[Gathered data entries]
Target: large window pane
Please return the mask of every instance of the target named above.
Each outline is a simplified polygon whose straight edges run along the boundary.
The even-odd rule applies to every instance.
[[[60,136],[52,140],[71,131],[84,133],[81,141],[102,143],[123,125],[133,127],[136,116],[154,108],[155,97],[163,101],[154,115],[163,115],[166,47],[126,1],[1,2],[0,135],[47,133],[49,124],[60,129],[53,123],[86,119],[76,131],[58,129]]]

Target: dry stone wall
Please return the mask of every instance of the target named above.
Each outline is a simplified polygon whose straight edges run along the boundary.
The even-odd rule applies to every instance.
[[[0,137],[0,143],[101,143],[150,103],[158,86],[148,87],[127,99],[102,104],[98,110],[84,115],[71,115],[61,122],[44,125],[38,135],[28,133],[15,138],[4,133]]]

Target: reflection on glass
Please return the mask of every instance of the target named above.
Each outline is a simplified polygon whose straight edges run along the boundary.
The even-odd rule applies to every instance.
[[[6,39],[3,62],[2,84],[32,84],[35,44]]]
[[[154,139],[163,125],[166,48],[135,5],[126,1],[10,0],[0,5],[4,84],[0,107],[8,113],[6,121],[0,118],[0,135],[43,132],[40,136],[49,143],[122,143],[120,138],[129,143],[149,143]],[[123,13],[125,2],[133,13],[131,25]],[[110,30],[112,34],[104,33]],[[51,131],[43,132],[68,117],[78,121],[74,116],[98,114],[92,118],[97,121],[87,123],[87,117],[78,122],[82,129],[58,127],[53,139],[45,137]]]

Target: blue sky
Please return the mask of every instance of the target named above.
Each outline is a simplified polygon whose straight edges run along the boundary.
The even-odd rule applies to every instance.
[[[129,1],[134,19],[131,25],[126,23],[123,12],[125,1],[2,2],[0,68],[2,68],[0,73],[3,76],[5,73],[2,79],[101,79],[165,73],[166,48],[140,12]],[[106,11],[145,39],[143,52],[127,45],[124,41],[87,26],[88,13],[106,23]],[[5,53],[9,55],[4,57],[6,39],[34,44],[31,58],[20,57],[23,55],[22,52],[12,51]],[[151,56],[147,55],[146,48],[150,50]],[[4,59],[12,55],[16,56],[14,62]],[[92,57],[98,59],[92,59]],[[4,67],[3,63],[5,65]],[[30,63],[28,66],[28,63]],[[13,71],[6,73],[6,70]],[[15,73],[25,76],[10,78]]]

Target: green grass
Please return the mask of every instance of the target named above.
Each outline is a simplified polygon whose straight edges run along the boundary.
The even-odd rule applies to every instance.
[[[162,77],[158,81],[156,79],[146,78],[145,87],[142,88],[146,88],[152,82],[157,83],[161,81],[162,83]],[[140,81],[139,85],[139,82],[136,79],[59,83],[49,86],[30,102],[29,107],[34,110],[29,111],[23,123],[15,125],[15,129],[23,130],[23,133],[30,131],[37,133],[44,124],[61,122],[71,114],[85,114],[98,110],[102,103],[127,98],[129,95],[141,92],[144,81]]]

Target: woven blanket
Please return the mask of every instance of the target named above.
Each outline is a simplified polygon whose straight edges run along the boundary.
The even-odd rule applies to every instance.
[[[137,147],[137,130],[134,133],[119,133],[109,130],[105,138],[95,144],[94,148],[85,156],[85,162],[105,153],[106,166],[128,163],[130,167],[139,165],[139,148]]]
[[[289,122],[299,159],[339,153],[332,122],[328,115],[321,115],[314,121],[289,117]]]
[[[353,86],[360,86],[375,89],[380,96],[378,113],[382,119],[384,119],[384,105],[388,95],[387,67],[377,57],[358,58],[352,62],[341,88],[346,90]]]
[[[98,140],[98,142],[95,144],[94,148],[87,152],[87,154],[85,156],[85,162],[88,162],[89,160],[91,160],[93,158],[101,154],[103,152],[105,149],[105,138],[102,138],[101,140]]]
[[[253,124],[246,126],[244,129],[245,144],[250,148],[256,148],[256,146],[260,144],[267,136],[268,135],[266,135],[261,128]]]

→ DIRECTION
Reproduce every line of the material above word for word, changing nothing and leaving nothing out.

→ WRITTEN SOLUTION
Target: large window pane
Please return the mask of every instance of the target named above.
Each outline is a simplified polygon whose straight edges run along the boundary.
The even-odd rule applies to every instance.
[[[60,136],[52,140],[71,131],[84,133],[81,141],[102,143],[123,125],[133,127],[136,116],[154,108],[155,97],[163,101],[154,115],[163,115],[166,47],[126,1],[1,2],[0,135],[47,133],[49,124],[60,129],[53,123],[86,119],[76,131],[58,129]]]

Target: dry stone wall
Please return the mask of every instance of the target named above.
Each outline is a simplified polygon whose straight edges run along the boundary.
The even-odd rule applies to every instance.
[[[0,137],[0,143],[101,143],[150,103],[158,86],[148,87],[127,99],[102,104],[98,110],[84,115],[71,115],[61,122],[44,125],[38,135],[28,133],[15,138],[4,133]]]

Target: reflection on glass
Please return the mask of every instance of the target named above.
Each outline is a simplified polygon whose straight edges run along the boundary.
The even-odd rule applies to every instance.
[[[6,39],[3,62],[2,84],[32,84],[35,44]]]
[[[154,139],[163,125],[166,48],[135,5],[126,1],[10,0],[0,5],[4,84],[0,107],[8,113],[6,121],[0,118],[0,135],[43,132],[40,136],[49,143],[122,143],[120,138],[129,143],[149,143]],[[123,13],[125,2],[133,13],[131,25]],[[110,30],[112,34],[104,33]],[[51,131],[43,132],[68,117],[78,121],[74,116],[98,114],[92,118],[97,121],[87,123],[87,117],[78,122],[82,129],[58,127],[53,139],[45,137]]]

Target: blue sky
Please return the mask of every instance of the target named above.
Each outline is a simplified polygon whose straight edges run along the boundary.
The even-odd rule applies to every instance.
[[[129,1],[134,19],[131,25],[126,23],[123,12],[125,1],[2,2],[0,68],[2,68],[0,73],[3,76],[5,73],[2,79],[101,79],[165,73],[166,48],[140,12]],[[106,11],[145,39],[143,52],[127,45],[124,41],[87,26],[88,13],[106,23]],[[5,53],[9,55],[4,57],[6,39],[34,44],[31,58],[20,57],[23,55],[22,52],[12,51]],[[151,56],[147,55],[146,48],[150,50]],[[4,59],[12,55],[16,56],[14,62]],[[92,57],[98,59],[92,59]],[[4,67],[3,63],[5,65]],[[30,63],[28,66],[28,63]],[[13,71],[6,73],[6,70]],[[15,73],[25,76],[10,78]]]

Target: green grass
Please return the mask of every instance of the target named above.
Each outline is a simplified polygon whose straight edges run along the boundary.
The even-odd rule applies to every instance.
[[[162,77],[158,81],[156,79],[146,78],[145,87],[142,88],[146,88],[152,82],[157,83],[161,81],[162,83]],[[140,81],[139,85],[139,82],[136,79],[59,83],[49,86],[30,102],[29,107],[34,110],[29,111],[23,123],[15,125],[15,129],[23,130],[23,133],[30,131],[37,133],[44,124],[61,122],[71,114],[85,114],[98,110],[102,103],[127,98],[129,95],[141,92],[144,81]]]

Target: woven blanket
Please return the mask of every instance of the target named above.
Each outline is a simplified polygon whose straight edges run along the boundary.
The even-odd rule applies to every instance.
[[[137,147],[137,130],[134,133],[119,133],[109,130],[105,138],[95,144],[94,148],[85,156],[85,162],[105,153],[106,166],[128,163],[130,167],[139,165],[139,148]]]
[[[289,122],[299,159],[339,153],[332,122],[328,115],[321,115],[314,121],[289,117]]]
[[[353,86],[360,86],[375,89],[380,96],[378,113],[382,119],[384,119],[384,105],[388,95],[387,67],[377,57],[358,58],[352,62],[341,88],[346,90]]]
[[[98,140],[98,142],[95,144],[94,148],[87,152],[87,154],[85,156],[85,162],[88,162],[89,160],[91,160],[93,158],[101,154],[103,152],[105,149],[105,138],[102,138],[101,140]]]
[[[253,124],[246,126],[244,129],[245,144],[250,148],[256,148],[256,146],[260,144],[267,136],[268,135],[266,135],[261,128]]]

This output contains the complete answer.